── Exercise materials ──

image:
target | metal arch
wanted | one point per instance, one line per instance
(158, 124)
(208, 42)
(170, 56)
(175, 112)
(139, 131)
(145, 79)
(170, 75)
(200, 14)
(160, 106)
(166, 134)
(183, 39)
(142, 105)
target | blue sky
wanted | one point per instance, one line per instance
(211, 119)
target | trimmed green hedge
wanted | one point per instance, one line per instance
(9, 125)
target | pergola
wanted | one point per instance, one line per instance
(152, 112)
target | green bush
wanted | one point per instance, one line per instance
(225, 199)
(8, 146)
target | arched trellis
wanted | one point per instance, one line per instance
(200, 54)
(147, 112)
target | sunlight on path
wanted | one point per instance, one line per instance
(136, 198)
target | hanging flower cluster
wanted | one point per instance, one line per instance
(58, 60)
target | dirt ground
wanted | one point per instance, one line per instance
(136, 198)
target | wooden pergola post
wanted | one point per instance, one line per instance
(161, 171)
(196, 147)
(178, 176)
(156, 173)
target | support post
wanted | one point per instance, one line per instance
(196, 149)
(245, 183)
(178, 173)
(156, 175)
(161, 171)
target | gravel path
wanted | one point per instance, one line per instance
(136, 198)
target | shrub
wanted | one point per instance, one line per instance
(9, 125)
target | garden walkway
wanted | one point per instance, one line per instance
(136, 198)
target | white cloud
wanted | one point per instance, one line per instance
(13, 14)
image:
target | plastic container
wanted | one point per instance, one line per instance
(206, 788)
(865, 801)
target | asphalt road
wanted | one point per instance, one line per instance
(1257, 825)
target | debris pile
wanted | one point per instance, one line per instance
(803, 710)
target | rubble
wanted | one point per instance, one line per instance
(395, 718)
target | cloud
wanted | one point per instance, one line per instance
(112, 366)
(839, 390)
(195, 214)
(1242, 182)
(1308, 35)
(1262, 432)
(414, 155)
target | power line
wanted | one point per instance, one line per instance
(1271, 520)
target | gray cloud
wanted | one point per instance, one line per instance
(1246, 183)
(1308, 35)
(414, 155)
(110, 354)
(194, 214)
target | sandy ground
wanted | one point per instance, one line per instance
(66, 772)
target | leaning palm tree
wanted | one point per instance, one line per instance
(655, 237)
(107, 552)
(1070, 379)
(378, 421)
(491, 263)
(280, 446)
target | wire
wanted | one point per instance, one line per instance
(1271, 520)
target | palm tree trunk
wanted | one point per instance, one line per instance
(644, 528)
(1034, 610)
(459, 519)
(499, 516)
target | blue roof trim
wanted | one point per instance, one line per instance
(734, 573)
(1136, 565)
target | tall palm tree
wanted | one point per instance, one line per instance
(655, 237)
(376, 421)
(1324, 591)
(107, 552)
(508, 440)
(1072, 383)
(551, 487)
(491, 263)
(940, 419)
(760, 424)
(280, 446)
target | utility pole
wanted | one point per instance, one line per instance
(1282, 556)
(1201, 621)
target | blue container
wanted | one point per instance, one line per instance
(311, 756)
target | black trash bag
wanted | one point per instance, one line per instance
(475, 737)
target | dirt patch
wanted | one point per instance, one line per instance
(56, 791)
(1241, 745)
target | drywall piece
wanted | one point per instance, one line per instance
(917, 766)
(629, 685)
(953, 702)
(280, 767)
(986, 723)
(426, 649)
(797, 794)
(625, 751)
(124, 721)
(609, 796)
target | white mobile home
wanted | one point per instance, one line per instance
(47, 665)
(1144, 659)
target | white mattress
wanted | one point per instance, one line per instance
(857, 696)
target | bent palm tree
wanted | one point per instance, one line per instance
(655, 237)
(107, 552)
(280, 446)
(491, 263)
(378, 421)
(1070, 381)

───

● Exercise requirements
When you copy the material, keep every line exactly as it stands.

● Your response
image:
target | metal arch
wanted | one point per instance, one line per instance
(158, 124)
(208, 42)
(170, 56)
(175, 112)
(139, 131)
(145, 79)
(170, 75)
(200, 14)
(160, 106)
(166, 134)
(183, 39)
(142, 105)
target | blue sky
wanted | one point per instance, one line per instance
(211, 119)
target | trimmed green hedge
wanted | one point per instance, one line per instance
(9, 125)
target | pergola
wanted | one point per instance, one line per instance
(152, 112)
target | green bush
wanted | one point per instance, one line per instance
(225, 199)
(8, 146)
target | arched trellis
wanted | one point per instance, one line per instance
(200, 54)
(147, 112)
target | sunlight on path
wanted | one point per instance, one line per instance
(136, 198)
target | hanging flower cluster
wanted | one point per instance, one line per instance
(58, 60)
target | dirt ground
wanted | one point per instance, one line per instance
(136, 198)
target | wooden pergola post
wanted | one point per instance, one line per instance
(161, 171)
(196, 147)
(178, 176)
(156, 173)
target | support post
wanted | one point per instance, one line per instance
(196, 149)
(245, 183)
(178, 173)
(156, 175)
(161, 171)
target | gravel path
wanted | one point per instance, one line per instance
(136, 198)
target | shrub
wanted | one point per instance, one line per instance
(9, 125)
target | garden walkway
wanted | one point per instance, one line per instance
(136, 198)
target | white cloud
wanted | one point per instance, one line per instance
(13, 14)
image:
target | plastic container
wanted | one point per instance, one line per instance
(206, 788)
(865, 801)
target | asphalt road
wanted | one point per instance, one line per instance
(1257, 825)
target | debris pile
wanted | one point per instance, one line per instance
(803, 710)
target | rubble
wanted | one point per instance, one line per instance
(395, 718)
target | cloud
wanted | one point per instance, one line per instance
(112, 366)
(839, 390)
(195, 214)
(1242, 182)
(1308, 35)
(1262, 432)
(414, 155)
target | power line
wanted | one point per instance, one line per instance
(1271, 520)
target | gray cloud
wanted | one point per instance, one line per instance
(1246, 183)
(1308, 35)
(414, 155)
(110, 354)
(194, 214)
target | sandy ground
wanted | one point per instance, one line per instance
(66, 772)
target | leaning palm tree
wanted | one point per instance, one line per instance
(655, 237)
(107, 552)
(1070, 379)
(378, 421)
(491, 263)
(280, 446)
target | wire
wanted | one point per instance, one line per instance
(1271, 520)
target | palm tree trunk
wanted | one point per instance, one line per instance
(644, 528)
(1034, 610)
(459, 519)
(499, 516)
target | blue roof trim
wanted | one point per instance, one line per instance
(734, 573)
(1136, 565)
target | tall palm tree
wanted | one point per instance, one line per instance
(655, 237)
(376, 421)
(1324, 591)
(107, 552)
(508, 440)
(1072, 383)
(551, 487)
(491, 263)
(940, 419)
(760, 424)
(280, 446)
target | utility pole
wanted | one point per instance, one line per instance
(1282, 556)
(1201, 621)
target | blue container
wanted | one point per instance, one line per instance
(311, 756)
target | black trash bag
wanted | one point per instance, one line per instance
(475, 737)
target | dirt patch
wanted | one point per instance, one line per instance
(56, 791)
(1241, 745)
target | drywall piece
wanted | one point per instance, one line per instance
(917, 766)
(629, 685)
(953, 702)
(280, 767)
(986, 723)
(426, 649)
(797, 794)
(625, 751)
(124, 721)
(609, 796)
target | white mobile home
wanted | one point per instance, one line per instance
(47, 665)
(1144, 659)
target | white mattress
wanted | one point per instance, one line per instance
(857, 696)
target | bent palm tree
wanted | one point per instance, one line per instance
(655, 237)
(107, 552)
(280, 446)
(491, 263)
(378, 421)
(1070, 381)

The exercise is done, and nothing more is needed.